Input:
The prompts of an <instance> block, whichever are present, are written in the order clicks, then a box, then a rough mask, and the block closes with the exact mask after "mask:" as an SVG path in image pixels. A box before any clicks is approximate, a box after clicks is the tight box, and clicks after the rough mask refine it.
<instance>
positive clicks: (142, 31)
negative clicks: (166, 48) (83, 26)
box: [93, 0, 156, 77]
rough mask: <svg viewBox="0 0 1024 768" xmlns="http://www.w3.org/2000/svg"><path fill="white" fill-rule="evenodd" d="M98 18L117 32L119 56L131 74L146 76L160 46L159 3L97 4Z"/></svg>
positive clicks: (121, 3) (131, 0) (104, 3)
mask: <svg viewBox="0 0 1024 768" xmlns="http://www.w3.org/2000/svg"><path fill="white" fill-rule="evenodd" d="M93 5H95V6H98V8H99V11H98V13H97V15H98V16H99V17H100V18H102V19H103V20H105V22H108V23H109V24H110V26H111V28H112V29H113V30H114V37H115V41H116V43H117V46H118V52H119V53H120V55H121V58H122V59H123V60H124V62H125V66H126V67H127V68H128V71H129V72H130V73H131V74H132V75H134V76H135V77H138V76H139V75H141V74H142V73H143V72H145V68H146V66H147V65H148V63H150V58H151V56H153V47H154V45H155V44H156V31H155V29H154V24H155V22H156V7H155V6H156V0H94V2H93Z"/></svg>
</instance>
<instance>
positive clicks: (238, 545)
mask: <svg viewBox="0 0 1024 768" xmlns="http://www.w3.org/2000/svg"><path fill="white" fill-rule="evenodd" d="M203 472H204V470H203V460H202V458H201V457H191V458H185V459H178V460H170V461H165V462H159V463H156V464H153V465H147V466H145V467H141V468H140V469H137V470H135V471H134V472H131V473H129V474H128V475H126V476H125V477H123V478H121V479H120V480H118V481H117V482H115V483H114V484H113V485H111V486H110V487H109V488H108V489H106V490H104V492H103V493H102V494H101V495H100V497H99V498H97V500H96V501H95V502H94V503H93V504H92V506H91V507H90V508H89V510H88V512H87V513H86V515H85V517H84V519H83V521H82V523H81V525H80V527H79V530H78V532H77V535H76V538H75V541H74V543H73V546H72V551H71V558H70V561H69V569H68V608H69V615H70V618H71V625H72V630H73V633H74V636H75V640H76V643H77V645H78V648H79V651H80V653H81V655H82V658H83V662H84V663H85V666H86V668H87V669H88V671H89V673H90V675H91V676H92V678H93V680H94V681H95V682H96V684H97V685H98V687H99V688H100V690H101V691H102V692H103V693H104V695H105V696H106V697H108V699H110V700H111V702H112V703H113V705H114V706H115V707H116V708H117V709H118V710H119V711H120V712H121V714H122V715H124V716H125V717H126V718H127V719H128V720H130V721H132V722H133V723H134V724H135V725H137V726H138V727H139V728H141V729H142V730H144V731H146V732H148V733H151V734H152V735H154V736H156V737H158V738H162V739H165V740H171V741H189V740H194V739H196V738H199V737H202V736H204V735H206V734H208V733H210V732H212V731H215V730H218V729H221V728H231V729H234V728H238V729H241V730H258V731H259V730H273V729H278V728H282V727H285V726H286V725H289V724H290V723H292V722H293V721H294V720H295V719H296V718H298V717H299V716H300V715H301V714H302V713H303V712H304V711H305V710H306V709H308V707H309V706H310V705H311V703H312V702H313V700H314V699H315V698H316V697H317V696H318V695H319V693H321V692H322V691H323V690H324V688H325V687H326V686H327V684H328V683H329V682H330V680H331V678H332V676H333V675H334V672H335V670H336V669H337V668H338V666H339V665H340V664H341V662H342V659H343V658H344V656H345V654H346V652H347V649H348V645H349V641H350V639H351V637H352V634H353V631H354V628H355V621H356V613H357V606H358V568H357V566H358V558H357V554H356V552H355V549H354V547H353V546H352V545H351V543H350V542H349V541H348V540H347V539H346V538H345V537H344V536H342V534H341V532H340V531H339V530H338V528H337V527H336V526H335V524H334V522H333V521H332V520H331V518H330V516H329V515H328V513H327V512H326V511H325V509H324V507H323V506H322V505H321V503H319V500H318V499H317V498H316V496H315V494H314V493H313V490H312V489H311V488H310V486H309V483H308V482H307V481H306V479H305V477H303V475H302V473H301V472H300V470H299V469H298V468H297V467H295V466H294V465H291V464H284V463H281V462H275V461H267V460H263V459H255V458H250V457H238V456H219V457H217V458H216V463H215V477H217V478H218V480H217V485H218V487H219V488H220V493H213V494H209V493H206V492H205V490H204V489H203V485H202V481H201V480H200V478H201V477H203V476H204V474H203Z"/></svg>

What to work on: When you reach the end of the data, retype all of it exactly.

Task output:
The prompts of an <instance> block, whichever are present, are written in the order clicks, then a box, then a rough mask, and the block closes with the exact mask after "mask:" as an SVG path in image pixels. A box before any clicks is approximate, a box after clicks is the tight box, and clicks after the rough mask refine it.
<instance>
positive clicks: (142, 31)
negative clicks: (166, 48) (83, 26)
box: [93, 0, 156, 77]
rough mask: <svg viewBox="0 0 1024 768" xmlns="http://www.w3.org/2000/svg"><path fill="white" fill-rule="evenodd" d="M98 18L117 32L119 56L131 74L146 76L160 46L159 3L97 4Z"/></svg>
positive clicks: (121, 3) (131, 0) (104, 3)
mask: <svg viewBox="0 0 1024 768" xmlns="http://www.w3.org/2000/svg"><path fill="white" fill-rule="evenodd" d="M93 5H95V6H98V8H99V11H98V13H97V15H98V16H99V17H100V18H102V19H103V20H105V22H108V23H109V24H110V26H111V28H112V29H113V30H114V37H115V41H116V43H117V46H118V52H119V53H120V55H121V58H122V59H123V60H124V62H125V66H126V67H127V68H128V71H129V72H130V73H131V74H132V75H134V76H135V77H138V76H139V75H141V74H142V73H143V72H145V68H146V66H147V65H148V63H150V58H151V56H153V47H154V45H155V44H156V31H155V29H154V24H155V22H156V7H155V6H156V0H94V2H93Z"/></svg>
</instance>
<instance>
positive clicks: (238, 545)
mask: <svg viewBox="0 0 1024 768" xmlns="http://www.w3.org/2000/svg"><path fill="white" fill-rule="evenodd" d="M203 472H204V470H203V460H202V458H201V457H191V458H185V459H178V460H170V461H165V462H159V463H156V464H153V465H147V466H145V467H141V468H140V469H137V470H135V471H134V472H131V473H129V474H128V475H126V476H125V477H123V478H121V479H120V480H118V481H117V482H115V483H114V484H113V485H111V486H110V487H109V488H108V489H106V490H104V492H103V493H102V494H101V495H100V497H99V498H97V500H96V501H95V502H94V503H93V504H92V506H91V507H90V508H89V510H88V512H87V513H86V515H85V517H84V519H83V521H82V523H81V525H80V527H79V530H78V532H77V535H76V538H75V541H74V543H73V546H72V551H71V558H70V561H69V569H68V608H69V615H70V618H71V625H72V630H73V633H74V636H75V640H76V643H77V645H78V648H79V651H80V653H81V655H82V658H83V662H84V663H85V666H86V668H87V669H88V671H89V673H90V675H91V676H92V678H93V680H94V681H95V682H96V684H97V685H98V687H99V688H100V690H101V691H102V692H103V693H104V695H105V696H106V697H108V699H110V700H111V702H112V703H113V705H114V706H115V707H116V708H117V709H118V710H119V711H120V712H121V714H122V715H124V716H125V717H126V718H127V719H128V720H130V721H132V722H133V723H134V724H135V725H137V726H138V727H139V728H141V729H142V730H144V731H146V732H148V733H151V734H152V735H154V736H156V737H158V738H162V739H165V740H171V741H189V740H194V739H196V738H199V737H202V736H204V735H206V734H208V733H210V732H212V731H215V730H218V729H221V728H231V729H234V728H238V729H241V730H258V731H259V730H273V729H278V728H282V727H285V726H286V725H289V724H290V723H292V722H293V721H294V720H295V719H296V718H298V717H299V716H300V715H301V714H302V713H303V712H304V711H305V710H306V709H308V707H309V706H310V705H311V703H312V702H313V700H314V699H315V698H316V697H317V696H318V695H319V693H321V692H322V691H323V690H324V688H325V687H326V686H327V684H328V683H329V682H330V680H331V678H332V676H333V675H334V672H335V670H336V669H337V668H338V666H339V665H340V664H341V662H342V659H343V658H344V656H345V654H346V652H347V649H348V645H349V641H350V639H351V637H352V634H353V631H354V628H355V621H356V613H357V606H358V568H357V566H358V558H357V554H356V552H355V549H354V547H353V546H352V545H351V543H350V542H349V541H348V540H347V539H346V538H345V537H344V536H342V534H341V532H340V531H339V530H338V528H337V527H336V526H335V524H334V522H333V521H332V520H331V518H330V516H329V515H328V513H327V512H326V511H325V509H324V507H323V506H322V505H321V503H319V500H318V499H317V498H316V496H315V494H314V493H313V490H312V489H311V488H310V486H309V483H308V482H307V481H306V479H305V477H303V475H302V473H301V472H300V470H299V469H298V468H297V467H295V466H294V465H291V464H284V463H281V462H275V461H267V460H263V459H255V458H250V457H238V456H219V457H217V458H216V463H215V477H217V478H218V480H217V485H218V487H219V488H220V493H213V494H209V493H206V492H205V490H204V489H203V485H202V481H201V480H200V478H201V477H203V476H204V474H203Z"/></svg>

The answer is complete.